§ **WHAT TO DO**
Convert the lines of the records from the one containing "for woman and" through the one containing "[482,509,533,563]", both included, into a Markdown table with columns "Row" and "Entry". Each line goes in "Entry" with its number in "Row", and blank lines are skipped.

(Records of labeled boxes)
▬▬▬▬▬▬

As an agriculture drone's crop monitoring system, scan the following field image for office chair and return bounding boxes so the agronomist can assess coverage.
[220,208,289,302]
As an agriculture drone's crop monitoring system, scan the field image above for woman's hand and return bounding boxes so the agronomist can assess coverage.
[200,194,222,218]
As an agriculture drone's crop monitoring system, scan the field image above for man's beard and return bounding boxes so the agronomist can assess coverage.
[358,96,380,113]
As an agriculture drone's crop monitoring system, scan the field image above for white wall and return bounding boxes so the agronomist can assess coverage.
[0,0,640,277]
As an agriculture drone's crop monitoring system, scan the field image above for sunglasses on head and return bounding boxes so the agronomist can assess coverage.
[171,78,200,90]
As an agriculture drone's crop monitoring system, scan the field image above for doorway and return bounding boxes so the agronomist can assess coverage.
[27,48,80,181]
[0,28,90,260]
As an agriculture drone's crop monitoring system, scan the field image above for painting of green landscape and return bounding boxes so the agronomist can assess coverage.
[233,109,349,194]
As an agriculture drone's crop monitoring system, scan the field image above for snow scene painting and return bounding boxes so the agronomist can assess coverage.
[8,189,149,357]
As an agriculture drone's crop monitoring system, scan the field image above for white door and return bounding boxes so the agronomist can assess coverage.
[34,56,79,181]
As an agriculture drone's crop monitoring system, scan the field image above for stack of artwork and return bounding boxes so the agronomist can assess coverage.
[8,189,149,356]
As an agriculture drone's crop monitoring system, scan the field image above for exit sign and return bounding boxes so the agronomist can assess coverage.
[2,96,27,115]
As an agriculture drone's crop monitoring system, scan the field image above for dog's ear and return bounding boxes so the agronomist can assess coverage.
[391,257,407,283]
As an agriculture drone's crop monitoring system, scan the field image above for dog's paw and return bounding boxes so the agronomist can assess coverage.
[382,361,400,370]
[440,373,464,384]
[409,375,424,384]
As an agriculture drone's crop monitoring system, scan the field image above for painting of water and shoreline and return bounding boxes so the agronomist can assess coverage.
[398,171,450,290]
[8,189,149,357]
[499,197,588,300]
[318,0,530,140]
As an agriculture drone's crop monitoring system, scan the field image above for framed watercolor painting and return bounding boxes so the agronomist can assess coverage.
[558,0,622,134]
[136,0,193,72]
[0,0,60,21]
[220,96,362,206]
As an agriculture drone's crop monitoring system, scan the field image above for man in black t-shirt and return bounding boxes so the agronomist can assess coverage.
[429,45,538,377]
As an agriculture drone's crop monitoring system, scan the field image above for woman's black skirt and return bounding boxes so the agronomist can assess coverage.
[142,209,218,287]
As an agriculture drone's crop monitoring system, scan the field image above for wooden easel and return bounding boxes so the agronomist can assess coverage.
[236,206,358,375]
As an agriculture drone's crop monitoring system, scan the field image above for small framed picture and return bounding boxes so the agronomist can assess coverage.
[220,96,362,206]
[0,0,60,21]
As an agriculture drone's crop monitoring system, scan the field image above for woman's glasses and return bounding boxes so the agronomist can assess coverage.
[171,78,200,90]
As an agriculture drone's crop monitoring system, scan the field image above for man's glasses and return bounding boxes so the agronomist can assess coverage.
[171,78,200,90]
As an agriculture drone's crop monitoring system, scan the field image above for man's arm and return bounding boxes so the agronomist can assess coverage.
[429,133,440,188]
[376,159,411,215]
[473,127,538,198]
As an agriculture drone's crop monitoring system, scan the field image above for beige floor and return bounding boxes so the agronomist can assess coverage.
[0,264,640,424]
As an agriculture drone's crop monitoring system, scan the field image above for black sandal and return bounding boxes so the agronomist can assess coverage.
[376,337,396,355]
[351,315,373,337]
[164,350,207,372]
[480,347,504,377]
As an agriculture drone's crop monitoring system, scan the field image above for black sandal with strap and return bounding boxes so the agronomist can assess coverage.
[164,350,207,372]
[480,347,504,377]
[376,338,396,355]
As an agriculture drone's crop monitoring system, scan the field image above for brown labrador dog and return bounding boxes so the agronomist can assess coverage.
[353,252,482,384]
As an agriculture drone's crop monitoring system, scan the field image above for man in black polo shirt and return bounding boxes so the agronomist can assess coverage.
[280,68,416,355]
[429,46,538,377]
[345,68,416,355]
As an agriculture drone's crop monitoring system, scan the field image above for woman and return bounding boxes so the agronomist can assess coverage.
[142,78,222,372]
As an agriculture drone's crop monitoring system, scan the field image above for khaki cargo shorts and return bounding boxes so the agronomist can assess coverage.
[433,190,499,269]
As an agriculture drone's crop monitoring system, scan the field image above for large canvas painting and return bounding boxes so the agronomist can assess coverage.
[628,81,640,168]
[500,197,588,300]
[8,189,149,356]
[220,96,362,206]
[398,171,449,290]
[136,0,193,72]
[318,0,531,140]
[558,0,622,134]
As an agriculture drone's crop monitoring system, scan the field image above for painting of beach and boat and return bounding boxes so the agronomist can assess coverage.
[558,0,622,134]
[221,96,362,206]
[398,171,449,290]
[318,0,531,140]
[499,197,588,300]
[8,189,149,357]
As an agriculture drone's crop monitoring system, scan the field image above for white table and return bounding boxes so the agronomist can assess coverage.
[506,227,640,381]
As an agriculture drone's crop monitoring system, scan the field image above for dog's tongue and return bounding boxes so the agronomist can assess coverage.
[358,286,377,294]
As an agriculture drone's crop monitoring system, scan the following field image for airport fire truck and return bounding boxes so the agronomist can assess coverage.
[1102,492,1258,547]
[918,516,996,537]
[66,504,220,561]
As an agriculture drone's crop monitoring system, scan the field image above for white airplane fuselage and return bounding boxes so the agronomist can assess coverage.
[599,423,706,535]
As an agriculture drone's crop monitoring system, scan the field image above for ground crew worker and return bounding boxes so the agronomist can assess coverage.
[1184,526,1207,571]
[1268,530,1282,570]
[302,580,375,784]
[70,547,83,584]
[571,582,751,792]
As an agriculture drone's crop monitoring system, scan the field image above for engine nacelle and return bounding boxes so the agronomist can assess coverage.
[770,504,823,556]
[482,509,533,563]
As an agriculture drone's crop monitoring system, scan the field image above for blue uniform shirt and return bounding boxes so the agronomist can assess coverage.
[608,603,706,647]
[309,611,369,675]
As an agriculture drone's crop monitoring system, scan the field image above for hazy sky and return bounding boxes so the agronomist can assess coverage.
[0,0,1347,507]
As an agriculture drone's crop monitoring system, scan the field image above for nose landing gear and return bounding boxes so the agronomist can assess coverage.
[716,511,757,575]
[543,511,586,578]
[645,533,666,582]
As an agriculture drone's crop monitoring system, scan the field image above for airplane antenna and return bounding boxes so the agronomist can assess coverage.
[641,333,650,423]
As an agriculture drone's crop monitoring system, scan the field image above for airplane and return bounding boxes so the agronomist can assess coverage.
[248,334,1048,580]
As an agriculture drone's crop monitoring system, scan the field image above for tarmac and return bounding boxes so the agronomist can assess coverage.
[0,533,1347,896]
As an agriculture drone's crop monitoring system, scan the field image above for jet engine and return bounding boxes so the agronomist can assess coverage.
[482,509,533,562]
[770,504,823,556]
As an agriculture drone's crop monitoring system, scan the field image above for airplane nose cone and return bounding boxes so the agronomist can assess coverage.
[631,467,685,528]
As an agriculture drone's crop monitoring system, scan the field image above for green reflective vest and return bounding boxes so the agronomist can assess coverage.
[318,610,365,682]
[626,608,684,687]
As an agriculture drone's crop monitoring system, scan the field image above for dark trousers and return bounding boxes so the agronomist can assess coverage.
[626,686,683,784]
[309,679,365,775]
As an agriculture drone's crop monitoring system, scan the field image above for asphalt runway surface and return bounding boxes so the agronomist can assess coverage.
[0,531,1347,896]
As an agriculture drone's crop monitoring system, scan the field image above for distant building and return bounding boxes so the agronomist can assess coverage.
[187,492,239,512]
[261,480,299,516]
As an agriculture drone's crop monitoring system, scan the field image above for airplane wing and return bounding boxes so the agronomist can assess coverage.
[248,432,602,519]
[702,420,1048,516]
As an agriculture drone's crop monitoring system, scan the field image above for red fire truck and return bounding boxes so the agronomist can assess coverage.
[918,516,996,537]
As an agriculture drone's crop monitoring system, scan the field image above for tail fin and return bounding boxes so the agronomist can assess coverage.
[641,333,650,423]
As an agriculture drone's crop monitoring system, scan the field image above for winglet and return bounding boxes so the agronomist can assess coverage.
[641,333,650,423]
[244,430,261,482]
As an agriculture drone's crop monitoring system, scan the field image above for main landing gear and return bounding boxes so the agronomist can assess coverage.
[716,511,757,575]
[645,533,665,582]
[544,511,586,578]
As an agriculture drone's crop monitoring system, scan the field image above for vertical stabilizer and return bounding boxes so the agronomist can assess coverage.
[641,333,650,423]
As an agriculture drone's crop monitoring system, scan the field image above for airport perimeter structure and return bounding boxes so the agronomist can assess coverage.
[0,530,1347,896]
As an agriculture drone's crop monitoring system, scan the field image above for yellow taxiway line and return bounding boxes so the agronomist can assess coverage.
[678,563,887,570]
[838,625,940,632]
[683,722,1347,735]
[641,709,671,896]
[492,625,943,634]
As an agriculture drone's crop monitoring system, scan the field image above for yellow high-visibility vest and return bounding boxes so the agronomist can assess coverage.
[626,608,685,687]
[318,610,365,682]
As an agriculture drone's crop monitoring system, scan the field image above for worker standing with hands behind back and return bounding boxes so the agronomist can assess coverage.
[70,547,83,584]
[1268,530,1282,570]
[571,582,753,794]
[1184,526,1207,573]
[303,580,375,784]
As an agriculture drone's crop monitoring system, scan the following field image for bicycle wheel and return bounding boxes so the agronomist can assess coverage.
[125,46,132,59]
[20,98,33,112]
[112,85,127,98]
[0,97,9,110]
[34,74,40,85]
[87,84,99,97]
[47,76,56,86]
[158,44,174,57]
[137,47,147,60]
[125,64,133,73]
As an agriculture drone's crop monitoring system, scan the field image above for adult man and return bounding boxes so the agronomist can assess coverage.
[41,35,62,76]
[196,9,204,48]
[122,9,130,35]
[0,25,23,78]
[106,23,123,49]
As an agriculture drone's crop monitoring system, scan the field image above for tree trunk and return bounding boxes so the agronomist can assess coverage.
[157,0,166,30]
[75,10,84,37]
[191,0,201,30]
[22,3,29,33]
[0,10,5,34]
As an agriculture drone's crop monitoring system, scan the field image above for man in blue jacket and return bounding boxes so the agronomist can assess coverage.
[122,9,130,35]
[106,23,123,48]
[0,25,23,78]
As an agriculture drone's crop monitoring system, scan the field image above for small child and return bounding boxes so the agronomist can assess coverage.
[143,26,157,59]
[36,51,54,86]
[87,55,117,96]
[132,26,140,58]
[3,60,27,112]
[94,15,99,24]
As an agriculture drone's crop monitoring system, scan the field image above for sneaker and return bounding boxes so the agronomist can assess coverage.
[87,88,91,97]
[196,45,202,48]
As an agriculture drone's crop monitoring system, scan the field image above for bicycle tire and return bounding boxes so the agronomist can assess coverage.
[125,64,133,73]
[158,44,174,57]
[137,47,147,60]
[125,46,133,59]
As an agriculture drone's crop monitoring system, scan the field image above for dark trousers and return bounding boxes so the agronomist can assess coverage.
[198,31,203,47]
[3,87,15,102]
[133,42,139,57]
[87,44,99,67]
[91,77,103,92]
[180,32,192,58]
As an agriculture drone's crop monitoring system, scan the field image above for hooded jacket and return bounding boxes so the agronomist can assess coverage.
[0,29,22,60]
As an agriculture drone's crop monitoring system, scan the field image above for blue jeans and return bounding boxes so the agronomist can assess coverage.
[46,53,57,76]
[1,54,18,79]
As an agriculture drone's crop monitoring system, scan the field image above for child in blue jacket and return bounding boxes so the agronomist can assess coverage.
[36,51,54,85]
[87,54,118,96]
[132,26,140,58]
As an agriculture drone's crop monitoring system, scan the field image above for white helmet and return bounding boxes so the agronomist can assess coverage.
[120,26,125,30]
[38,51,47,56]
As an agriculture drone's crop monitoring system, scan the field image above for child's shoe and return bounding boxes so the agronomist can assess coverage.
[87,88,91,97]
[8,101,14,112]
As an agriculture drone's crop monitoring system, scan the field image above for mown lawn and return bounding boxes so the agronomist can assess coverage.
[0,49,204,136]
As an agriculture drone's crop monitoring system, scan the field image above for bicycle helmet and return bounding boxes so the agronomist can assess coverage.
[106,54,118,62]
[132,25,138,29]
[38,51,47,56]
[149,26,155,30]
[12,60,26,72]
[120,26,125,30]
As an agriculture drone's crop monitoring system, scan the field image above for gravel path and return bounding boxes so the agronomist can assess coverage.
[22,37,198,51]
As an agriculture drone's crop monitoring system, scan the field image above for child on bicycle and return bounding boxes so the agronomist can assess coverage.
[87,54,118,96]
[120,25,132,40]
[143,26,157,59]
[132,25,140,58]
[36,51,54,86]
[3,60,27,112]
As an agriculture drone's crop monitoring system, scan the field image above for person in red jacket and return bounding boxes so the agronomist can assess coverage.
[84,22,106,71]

▬▬▬▬▬▬

§ **RESULT OF THE TASK**
| Row | Entry |
|---|---|
| 1 | As an agriculture drone's crop monitoring system, scan the field image above for woman and return bounding boxes so the agronomist can assess coverage. |
| 2 | [142,78,222,372] |
| 3 | As an agriculture drone's crop monitoring system, scan the field image above for khaki cargo shorts and return bounding boxes so the agronomist can assess coverage. |
| 4 | [433,190,499,269] |
| 5 | As an agriculture drone's crop monitoring system, scan the field image above for large canvas painting and return bounding boxes so the agronomist can assess coverage. |
| 6 | [628,81,640,168] |
| 7 | [500,197,588,300] |
| 8 | [8,189,149,356] |
| 9 | [220,96,362,206] |
| 10 | [398,171,449,290] |
| 11 | [136,0,193,72] |
| 12 | [318,0,531,140] |
| 13 | [558,0,622,134] |
| 14 | As an agriculture drone's crop monitoring system, scan the field image above for painting of beach and boat and return bounding boxes so the agronomist can assess coverage. |
| 15 | [558,0,622,134] |
| 16 | [221,96,362,206] |
| 17 | [398,171,449,290] |
| 18 | [318,0,531,140] |
| 19 | [499,197,588,300] |
| 20 | [8,189,149,357] |
| 21 | As an agriculture drone's crop monitoring system, scan the field image above for white table and return bounding boxes so the agronomist can assess coverage. |
| 22 | [506,227,640,381] |
| 23 | As an agriculture drone's crop monitoring system, scan the field image above for dog's tongue and return bounding boxes so the agronomist can assess coverage. |
| 24 | [358,286,377,294] |
| 25 | As an agriculture drone's crop monitoring system, scan the following field image for airport fire truck and return bounding boxes so the agronomist can assess coverage. |
| 26 | [1102,492,1258,547] |
| 27 | [918,516,996,537] |
| 28 | [66,504,220,561] |
| 29 | As an agriculture drone's crop monitoring system, scan the field image above for white airplane fuselage and return bounding boxes so the agronomist can assess coverage. |
| 30 | [599,423,706,535] |
| 31 | As an agriculture drone's crop monitoring system, scan the field image above for ground crew worker and return bounding boxes so the agronomist can assess coverage. |
| 32 | [1184,526,1207,571] |
| 33 | [1268,530,1282,570] |
| 34 | [302,580,375,784] |
| 35 | [70,547,83,584] |
| 36 | [571,582,751,792] |
| 37 | As an agriculture drone's crop monitoring system, scan the field image above for engine nacelle and return bounding boxes so the agronomist can assess coverage. |
| 38 | [770,504,823,556] |
| 39 | [482,509,533,563] |